(DATASET RECORDS):
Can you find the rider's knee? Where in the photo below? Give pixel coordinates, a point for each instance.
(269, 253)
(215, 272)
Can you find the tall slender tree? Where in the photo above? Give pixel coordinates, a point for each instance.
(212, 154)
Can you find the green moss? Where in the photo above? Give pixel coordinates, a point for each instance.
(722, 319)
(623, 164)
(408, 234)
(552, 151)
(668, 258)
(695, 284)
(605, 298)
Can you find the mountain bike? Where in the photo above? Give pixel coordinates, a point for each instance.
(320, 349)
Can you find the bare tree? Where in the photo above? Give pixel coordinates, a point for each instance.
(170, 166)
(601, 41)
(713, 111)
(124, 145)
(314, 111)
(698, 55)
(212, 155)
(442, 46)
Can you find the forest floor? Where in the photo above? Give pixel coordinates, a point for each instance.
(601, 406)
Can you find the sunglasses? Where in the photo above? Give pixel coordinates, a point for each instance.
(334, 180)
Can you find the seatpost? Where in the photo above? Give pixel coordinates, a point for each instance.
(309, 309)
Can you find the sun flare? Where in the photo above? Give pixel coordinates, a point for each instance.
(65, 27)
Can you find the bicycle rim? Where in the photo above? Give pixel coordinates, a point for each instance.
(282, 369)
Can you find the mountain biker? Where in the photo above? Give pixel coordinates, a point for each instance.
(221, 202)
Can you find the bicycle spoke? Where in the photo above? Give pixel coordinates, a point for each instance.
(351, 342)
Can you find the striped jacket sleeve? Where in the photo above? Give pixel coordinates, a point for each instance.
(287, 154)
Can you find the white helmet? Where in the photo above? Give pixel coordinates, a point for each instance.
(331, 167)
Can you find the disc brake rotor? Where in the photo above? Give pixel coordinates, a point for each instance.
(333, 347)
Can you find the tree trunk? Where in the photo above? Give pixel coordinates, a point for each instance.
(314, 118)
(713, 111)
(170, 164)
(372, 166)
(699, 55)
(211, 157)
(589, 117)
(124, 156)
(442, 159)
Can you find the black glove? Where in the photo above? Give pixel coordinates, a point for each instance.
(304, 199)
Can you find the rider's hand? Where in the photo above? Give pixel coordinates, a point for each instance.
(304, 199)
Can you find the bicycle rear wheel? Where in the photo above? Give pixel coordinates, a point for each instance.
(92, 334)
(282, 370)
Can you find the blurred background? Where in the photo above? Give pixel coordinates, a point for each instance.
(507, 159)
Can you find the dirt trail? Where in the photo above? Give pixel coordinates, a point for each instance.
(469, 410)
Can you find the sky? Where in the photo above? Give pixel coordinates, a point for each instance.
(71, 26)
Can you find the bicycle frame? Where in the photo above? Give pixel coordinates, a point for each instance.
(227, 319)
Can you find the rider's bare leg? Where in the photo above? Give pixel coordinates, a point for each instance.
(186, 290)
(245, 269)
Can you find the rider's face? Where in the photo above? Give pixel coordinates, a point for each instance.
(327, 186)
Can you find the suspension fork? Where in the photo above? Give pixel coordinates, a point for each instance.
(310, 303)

(AIM OF THE TASK): Express the material from the line containing "Can you find the rider's face?" through its final line, both included, as a JSON list of strings with one string per line and blank lines omitted.

(COMPLETED EXERCISE):
[
  "Can you find the rider's face? Where in the photo above? Give pixel coordinates, a point for each instance.",
  "(327, 186)",
  "Can you find the suspension fork? Where in the photo above? Give pixel coordinates, a point for each instance.",
  "(310, 303)"
]